***** Kutipan Teks
Dermayupos - Kisah
perkawinan Dewi Rarasantang dengan Sultan Hud (Penguasa Mesir dan Palestina)
adalah merupakan suatu kesatuan kisah dari perjalanan kakak beradik anak Prabu
Silihwangi dan Ratu Subang Larang (Cakrabwana dan Dewi Rarasantang) menuju ke
tanah suci untuk menunaikan ibadah haji.
Setelah kakak beradik tersebut memutuskan untuk keluar dari
Istana Sang Bhima (Istana Kerajaan Pajajaran) dan memilih Islam sebagai jalan
hidupnya keduanya berguru keberbagi ulama yang ada di tatar Sunda, hingga
kemudian keduanya memutuskan untuk berangkat ke tanah suci Mekah untuk
menunaikan rukun Islam yang terakhir.
Kisah perjalanan ibadah Hajinya kakak beradik anak dari Raja
Sunda ternama itu pada nantinya mengantarkan Dewi Rarasantang bertemu dengan
jodohnya. Sang dewi dinikahi oleh Sultan Hud penguasa Mesir dan Palestina saat
beliau berada di Mekah.
Kisah perkawinan Sang Dewi tersebut, dikisahkah dalam naskah
Mertasinga Pupuh I-05 sampai dengan II.04. Adapun kisah yang tekandung dalam
naskah tersebut adalah sebagai berikut:
Dikisahkan kemudian bahwa di Negeri Banisrail, istri Sultan
Hud meninggal Dunia. Tidak lama kemudian Sultan pun mengirim utusan keseluruh
pelosok negeri untuk mencari penggantinya, mencari seorang puteri yang setara
dengan yang telah tiada.
**********
***** Bahan yang Diberikan
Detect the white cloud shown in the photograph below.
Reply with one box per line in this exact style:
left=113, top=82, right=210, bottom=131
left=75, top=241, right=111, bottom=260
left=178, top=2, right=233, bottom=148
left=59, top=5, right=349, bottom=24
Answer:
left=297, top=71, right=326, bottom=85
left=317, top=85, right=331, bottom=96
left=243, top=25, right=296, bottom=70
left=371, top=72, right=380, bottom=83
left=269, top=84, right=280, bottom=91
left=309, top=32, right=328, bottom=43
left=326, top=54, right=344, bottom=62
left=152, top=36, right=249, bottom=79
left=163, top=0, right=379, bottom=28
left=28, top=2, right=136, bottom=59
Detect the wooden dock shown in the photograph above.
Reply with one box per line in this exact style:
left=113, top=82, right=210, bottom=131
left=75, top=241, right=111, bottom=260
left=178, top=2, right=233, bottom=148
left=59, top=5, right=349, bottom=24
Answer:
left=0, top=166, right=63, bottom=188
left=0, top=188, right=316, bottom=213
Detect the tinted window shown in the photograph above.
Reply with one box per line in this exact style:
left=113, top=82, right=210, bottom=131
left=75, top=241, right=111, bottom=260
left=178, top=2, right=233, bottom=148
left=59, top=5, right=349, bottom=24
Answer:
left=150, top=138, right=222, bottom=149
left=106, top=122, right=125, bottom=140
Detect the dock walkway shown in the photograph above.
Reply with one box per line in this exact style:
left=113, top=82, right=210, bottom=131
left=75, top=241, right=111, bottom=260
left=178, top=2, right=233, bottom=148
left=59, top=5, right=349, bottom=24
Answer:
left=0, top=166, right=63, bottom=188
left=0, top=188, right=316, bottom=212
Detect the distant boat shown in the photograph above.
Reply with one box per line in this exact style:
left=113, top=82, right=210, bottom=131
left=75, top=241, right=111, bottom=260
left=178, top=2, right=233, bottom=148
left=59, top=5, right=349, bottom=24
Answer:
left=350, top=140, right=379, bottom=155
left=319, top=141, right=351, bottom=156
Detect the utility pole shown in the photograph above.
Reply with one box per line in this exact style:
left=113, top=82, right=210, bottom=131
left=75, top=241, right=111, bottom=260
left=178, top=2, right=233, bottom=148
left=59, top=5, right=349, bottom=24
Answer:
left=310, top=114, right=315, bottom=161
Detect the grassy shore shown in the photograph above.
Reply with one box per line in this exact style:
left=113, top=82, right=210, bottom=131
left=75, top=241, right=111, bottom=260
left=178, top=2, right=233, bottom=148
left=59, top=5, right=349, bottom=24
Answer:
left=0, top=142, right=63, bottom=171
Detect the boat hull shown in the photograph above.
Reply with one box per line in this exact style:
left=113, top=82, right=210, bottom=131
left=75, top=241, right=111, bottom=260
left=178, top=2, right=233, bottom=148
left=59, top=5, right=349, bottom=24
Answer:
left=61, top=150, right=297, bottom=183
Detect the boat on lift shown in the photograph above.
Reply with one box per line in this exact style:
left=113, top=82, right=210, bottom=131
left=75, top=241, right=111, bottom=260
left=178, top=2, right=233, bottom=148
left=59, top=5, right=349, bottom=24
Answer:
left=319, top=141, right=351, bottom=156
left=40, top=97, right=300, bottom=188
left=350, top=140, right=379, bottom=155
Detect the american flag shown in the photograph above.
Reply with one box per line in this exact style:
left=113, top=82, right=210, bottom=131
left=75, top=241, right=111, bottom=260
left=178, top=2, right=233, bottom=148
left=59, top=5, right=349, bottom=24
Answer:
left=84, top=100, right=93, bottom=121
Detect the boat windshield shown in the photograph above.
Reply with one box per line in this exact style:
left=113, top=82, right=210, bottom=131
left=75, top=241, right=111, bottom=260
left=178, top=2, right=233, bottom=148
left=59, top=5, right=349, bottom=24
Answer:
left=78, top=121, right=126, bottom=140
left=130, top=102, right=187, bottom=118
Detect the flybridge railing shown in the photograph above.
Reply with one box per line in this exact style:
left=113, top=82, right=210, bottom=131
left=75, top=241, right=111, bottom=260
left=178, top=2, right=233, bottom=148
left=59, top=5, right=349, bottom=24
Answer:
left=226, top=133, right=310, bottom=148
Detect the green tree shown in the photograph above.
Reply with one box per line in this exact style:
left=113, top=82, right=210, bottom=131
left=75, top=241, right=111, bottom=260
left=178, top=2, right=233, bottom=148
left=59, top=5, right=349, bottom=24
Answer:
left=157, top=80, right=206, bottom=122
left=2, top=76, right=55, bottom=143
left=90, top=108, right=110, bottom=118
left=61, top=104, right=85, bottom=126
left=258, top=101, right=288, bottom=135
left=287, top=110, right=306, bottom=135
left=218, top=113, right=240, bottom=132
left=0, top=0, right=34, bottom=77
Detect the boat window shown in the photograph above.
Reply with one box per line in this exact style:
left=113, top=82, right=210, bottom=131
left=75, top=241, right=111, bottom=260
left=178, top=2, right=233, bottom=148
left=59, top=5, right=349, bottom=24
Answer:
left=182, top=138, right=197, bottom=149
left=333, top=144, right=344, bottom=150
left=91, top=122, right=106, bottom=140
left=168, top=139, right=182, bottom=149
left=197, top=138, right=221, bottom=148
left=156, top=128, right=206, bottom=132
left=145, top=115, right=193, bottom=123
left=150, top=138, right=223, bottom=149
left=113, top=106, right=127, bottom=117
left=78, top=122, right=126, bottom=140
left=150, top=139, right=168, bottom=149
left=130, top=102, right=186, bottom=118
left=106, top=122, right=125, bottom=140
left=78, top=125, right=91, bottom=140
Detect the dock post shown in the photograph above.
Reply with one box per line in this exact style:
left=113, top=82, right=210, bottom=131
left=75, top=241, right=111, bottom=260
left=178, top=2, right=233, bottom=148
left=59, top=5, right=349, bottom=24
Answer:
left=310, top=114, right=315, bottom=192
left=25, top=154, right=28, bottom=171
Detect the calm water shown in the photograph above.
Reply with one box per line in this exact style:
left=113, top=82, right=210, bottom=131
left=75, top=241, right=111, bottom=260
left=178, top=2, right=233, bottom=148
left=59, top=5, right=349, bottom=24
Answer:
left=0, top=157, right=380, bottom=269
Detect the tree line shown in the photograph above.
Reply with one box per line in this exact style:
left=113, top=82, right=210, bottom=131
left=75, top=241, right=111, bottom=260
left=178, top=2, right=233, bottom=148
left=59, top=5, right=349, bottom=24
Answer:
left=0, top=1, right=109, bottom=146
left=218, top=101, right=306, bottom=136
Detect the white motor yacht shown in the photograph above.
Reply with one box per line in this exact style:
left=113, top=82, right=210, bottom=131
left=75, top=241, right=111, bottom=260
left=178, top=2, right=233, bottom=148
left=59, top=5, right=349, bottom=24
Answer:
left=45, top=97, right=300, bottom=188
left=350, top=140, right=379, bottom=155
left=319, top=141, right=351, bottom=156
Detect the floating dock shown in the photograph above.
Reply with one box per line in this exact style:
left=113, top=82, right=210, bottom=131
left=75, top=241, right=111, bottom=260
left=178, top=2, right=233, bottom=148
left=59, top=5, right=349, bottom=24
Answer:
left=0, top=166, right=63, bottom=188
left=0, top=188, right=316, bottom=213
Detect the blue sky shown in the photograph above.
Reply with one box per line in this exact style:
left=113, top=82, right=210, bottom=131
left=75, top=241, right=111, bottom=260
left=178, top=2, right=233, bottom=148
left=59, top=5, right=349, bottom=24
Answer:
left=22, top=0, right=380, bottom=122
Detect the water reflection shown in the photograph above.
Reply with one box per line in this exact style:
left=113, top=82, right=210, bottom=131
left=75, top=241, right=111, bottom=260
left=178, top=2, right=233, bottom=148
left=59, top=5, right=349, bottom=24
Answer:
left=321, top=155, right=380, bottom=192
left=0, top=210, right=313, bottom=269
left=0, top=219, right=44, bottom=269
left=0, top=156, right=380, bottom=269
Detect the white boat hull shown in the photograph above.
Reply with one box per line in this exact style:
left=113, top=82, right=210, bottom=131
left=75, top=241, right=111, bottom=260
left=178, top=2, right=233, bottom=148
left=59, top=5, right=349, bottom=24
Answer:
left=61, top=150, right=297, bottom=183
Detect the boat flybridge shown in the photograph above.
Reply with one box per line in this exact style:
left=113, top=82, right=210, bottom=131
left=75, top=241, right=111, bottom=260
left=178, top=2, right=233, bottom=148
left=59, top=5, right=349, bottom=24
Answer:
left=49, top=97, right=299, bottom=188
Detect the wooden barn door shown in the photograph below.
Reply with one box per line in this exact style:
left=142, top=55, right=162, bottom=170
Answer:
**********
Tugas Latihan
a) Kutiplah dengan persis bagian teks tentang perkawinan Dewi Rarasantang, mulai dari kata-kata "Kisah perjalanan ibadah" dan berhenti setelah kata-kata "berada di Mekah.".
b) Cetak ulang dengan persis baris-baris data, mulai dari baris yang memuat "Detect the tinted" dan berhenti setelah baris yang memuat "left=310, top=114, right=315, bottom=161".

Kunci Jawaban
a)
Kisah perjalanan ibadah Hajinya kakak beradik anak dari Raja
Sunda ternama itu pada nantinya mengantarkan Dewi Rarasantang bertemu dengan
jodohnya. Sang dewi dinikahi oleh Sultan Hud penguasa Mesir dan Palestina saat
beliau berada di Mekah.

b)
Detect the tinted window shown in the photograph above.
Reply with one box per line in this exact style:
left=113, top=82, right=210, bottom=131
left=75, top=241, right=111, bottom=260
left=178, top=2, right=233, bottom=148
left=59, top=5, right=349, bottom=24
Answer:
left=150, top=138, right=222, bottom=149
left=106, top=122, right=125, bottom=140
Detect the dock walkway shown in the photograph above.
Reply with one box per line in this exact style:
left=113, top=82, right=210, bottom=131
left=75, top=241, right=111, bottom=260
left=178, top=2, right=233, bottom=148
left=59, top=5, right=349, bottom=24
Answer:
left=0, top=166, right=63, bottom=188
left=0, top=188, right=316, bottom=212
Detect the distant boat shown in the photograph above.
Reply with one box per line in this exact style:
left=113, top=82, right=210, bottom=131
left=75, top=241, right=111, bottom=260
left=178, top=2, right=233, bottom=148
left=59, top=5, right=349, bottom=24
Answer:
left=350, top=140, right=379, bottom=155
left=319, top=141, right=351, bottom=156
Detect the utility pole shown in the photograph above.
Reply with one box per line in this exact style:
left=113, top=82, right=210, bottom=131
left=75, top=241, right=111, bottom=260
left=178, top=2, right=233, bottom=148
left=59, top=5, right=349, bottom=24
Answer:
left=310, top=114, right=315, bottom=161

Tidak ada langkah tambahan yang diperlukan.